Problem set:
1: In the #MeToo essay, what name is given to the secret closet whose door was ripped off its hinges?
2: Write the next few paragraphs of the essay on Hurricane #MeToo, picking up after its last sentence.

Passage shown:

# # # # # # #

By Kathryn Hayward, MD and David L. Thomas, Jr., JD

The winds of change have fomented a hurricane called #MeToo. The recent hurricanes Harvey, Irma, Maria and Ophelia devastated particular geographic areas of the Earth. The magnitude of Hurricane #MeToo is vast and global, and its effects are just beginning.

Hurricane #MeToo tears into bedrooms, closets, offices, hotel rooms, locker rooms, ripping up rugs under which centuries of stories have long been swept.

Catapulted airborne, trampled rugs and liberated filth sting eyes and fill lungs.

 

With a collective cough, we have, in unison, hocked up an elephant.

At first, we stared in shock at the elephant. A nanosecond later, we started tweeting #MeToo #MeToo #MeToo.

Change happens in an instant, in the snap of your fingers. It might take centuries to get to that instant (and in this case, it has).

Suddenly we see, hear and speak of the elephant. What has been hidden in the dark now moves into the light, and we finally tell the stories that tumbled out when the door of the secret closet called Shame was ripped off its hinges.

# # # # # # #

Supplied data:
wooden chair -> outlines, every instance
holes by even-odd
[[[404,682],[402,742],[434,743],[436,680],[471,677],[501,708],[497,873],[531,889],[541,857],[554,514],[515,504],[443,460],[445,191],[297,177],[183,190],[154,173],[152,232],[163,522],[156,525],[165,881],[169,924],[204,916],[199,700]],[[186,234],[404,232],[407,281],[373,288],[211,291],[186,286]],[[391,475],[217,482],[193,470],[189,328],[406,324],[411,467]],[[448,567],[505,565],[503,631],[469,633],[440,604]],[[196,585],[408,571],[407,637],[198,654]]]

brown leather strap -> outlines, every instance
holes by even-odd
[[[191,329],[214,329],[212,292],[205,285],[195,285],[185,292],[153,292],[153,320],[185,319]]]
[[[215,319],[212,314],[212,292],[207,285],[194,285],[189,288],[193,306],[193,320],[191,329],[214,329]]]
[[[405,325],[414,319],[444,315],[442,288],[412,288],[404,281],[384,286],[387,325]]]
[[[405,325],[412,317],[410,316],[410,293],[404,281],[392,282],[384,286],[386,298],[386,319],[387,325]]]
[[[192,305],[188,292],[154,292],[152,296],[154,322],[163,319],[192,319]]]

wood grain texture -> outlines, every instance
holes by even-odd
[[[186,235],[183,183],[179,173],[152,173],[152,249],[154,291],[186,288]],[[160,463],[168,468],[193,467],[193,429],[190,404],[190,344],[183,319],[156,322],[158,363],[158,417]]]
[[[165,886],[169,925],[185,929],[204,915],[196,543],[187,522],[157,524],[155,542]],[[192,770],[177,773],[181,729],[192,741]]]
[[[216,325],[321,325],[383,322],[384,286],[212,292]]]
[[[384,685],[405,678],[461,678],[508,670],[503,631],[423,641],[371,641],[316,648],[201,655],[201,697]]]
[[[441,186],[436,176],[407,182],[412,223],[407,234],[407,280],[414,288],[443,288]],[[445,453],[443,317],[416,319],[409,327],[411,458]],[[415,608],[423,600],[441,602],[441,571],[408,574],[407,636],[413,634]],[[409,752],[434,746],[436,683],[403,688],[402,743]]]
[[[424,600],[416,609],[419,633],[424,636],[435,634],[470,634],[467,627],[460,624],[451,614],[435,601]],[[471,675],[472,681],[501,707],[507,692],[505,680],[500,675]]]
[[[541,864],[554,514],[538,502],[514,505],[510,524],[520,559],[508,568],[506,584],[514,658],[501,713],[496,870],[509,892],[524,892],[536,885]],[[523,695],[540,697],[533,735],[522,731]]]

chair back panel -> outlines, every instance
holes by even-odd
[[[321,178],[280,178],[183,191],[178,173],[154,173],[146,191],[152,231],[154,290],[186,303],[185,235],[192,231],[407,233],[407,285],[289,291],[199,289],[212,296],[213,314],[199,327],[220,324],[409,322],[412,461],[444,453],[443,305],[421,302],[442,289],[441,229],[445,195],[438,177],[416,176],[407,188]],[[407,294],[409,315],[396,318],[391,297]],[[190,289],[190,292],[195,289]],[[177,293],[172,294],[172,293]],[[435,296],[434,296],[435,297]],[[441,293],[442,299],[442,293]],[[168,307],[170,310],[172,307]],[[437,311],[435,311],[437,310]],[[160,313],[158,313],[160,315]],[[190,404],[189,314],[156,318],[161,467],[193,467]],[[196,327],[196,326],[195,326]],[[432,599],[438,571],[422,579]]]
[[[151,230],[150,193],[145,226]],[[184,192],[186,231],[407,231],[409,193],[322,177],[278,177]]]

# # # # # # #

Exercise answers:
1: Shame

2:
#MeToo provides a forum for those stories. From Hollywood and sports celebrities to leaders in every profession and industry to the least famous among us, stories of abuse, coercion and prejudice are spreading like the devastating wildfires in the United States, Portugal and Spain.

The stories are heartbreaking and nauseating in their familiarity.

Even as our attention ricochets from story to story, our need for change presses us not to linger in story. The stories give us the magnitude of the problem. Once we have that, it’s time to move to action. We have a contract with history to attend to. While the #MeToo stories are about sex, the reason the stories exist is about the age-old abuse of power.

If we really want to evolve as a human race, #HowIWillChange is where to engage our attention. Emphasis on the word “Will”.

Yes, tell the stories.

Yes, listen to the stories.

Yes, be moved by the stories.

AND take action.

Trevor Noah, the host of The Daily Show, poignantly said, “Racism does not stand up to contact.” We have been fixated on that comment ever since we heard it a few weeks ago. By “contact”, we hear Trevor saying, “Listen, really listen, to another person’s point of view.”

In our Living Whole immersion retreats, we call this “Generous and Reflective Listening”.

A jazz musician might pick up on Trevor’s statement and riff off of it:

Racism does not stand up to contact

Sexism does not stand up to contact

None of the “isms”…the prejudices…stand up to contact

Power abuse does not stand up to contact

…You can improvise and keep the riff going….

So how can we take action to erase “isms” and address the abuse of power? By working together in the Hurricane #MeToo clean-up. After only a few days of #MeToo, we have plenty of information about the magnitude of the challenges. Now it’s time take action and deploy the resources required to do what is needed.

Generously listen to one another.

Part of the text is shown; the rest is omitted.